◆ Exercise passage:
We were once dead legged then we became bicycle gods.

Pizza for dinner and a good night’s sleep led us to believe we would be recharged after the last week of climbs and headwinds.

It soon became apparent that our legs were not interested in our beliefs. We knew that today would be a long, downhill ride. We neglected to notice that the first 30 miles was more or less level. We pedaled hard but couldn’t maintain a decent speed. We stopped at a convenience store and complained about our sorry state.

We were riding around Hebgen Lake. Big surprise it’s beautiful.

Roadside signs told us about a massive earthquake, 7.5 on the Richter scale, that hit this area. This is the biggest recorded quake in Rockies.

The quake pinched off the valley and created Quake Lake. We stopped at the Quake Lake visitor center. It was on a hill overlooking the lake. It told stories of people killed and harrowing rescues.

We left the center under threatening skies. Somehow we managed to thread the needle in the storm. The road started tilting downward. Suddenly we were zooming along at 25 mph. We are gods. Then we noticed the grass leaning in waves toward Ennis. A big stinking beautiful tailwind! We were now in the broad Madison River valley.

◆ Dataset entries:
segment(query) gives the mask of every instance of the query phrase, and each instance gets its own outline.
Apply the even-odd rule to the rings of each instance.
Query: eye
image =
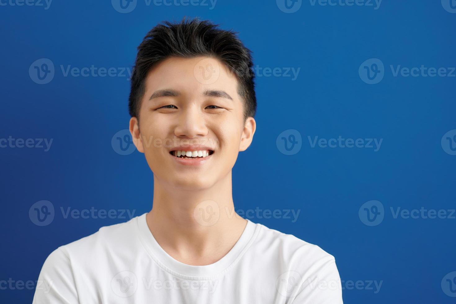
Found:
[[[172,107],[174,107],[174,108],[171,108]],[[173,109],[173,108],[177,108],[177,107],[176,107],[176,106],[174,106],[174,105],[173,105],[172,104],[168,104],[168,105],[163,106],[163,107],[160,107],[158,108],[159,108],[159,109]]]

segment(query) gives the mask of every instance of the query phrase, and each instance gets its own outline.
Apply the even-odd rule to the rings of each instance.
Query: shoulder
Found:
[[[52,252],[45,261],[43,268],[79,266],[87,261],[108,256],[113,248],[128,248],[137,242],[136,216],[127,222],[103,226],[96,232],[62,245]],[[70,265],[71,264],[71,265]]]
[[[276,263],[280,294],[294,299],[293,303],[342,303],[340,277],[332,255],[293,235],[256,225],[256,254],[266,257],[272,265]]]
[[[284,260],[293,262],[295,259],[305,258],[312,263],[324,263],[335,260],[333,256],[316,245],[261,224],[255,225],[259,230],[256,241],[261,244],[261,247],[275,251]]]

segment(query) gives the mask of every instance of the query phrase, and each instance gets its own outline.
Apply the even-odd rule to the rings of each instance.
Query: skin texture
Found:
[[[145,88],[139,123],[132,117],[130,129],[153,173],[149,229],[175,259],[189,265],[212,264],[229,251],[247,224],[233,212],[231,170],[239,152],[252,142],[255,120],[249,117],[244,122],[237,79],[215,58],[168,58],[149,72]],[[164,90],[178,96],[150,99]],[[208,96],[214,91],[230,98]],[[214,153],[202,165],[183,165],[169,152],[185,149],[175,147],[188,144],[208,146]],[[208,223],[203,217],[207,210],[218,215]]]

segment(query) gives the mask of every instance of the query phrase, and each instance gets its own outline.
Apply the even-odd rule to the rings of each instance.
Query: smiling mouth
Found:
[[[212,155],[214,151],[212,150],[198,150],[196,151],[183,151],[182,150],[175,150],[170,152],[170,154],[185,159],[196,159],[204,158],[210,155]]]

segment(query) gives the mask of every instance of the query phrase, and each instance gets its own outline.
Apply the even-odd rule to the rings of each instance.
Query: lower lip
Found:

◆ Assigned task 1: According to the account of the bike ride, how did Quake Lake come to exist? Answer in one to three sentences.
◆ Assigned task 2: Go on with the account of the bike ride, picking up after its final sentence about the broad Madison River valley.
The items are not needed for this work.

◆ Answer box 1: The massive earthquake that hit the area, rated 7.5 on the Richter scale, pinched off the valley. That blockage created Quake Lake.

◆ Answer box 2:
Aside from some unpleasant traffic (I was coal rolled again) and a stretch where the rumble strips took up all but a foot of the paved shoulder, the riding was bliss. Even the few uphills could not slow us.

We made it to Ennis about 1 p. m. 73 miles.

This was our payback for that awful day along the Wind River last week.

I crossed the 2,000 mile mark for my tour this morning. Last night I started looking into the logistics of getting home. It’s too soon to guess when we’ll be done but 3 1/2 weeks isn’t far off.

We are staying with a Warmshowers host. Unfortunately the town shut off the water to her street, repairing some pipes. Our hosts offered to drive us to a friend’s house to clean up. Nice people.

Miles today: 73.5 Tour miles: 2,067.5

Bike Tour 2022 – Hatchett Campground to Grant Village Campground in Yellowstone

Another tough one in the books. I sleep poorly in a tent especially when I’m freezing. It was in the 30s when we woke up.

After breakfast in the resort next door we lit out for Grand Teton National Park. It was mostly downhill and the views defy description.

We stopped often to gawk. Throughout the day we stopped to chat with eastbound riders from both the TransAm and the Great Divide mountain bike route. We gave up after a while because there were so many of them.

We rode along Jackson Lake for many miles. It’s water level was obviously low.

When we entered Rockefeller Wilderness the trees were mostly dead. Wildfires? Blight?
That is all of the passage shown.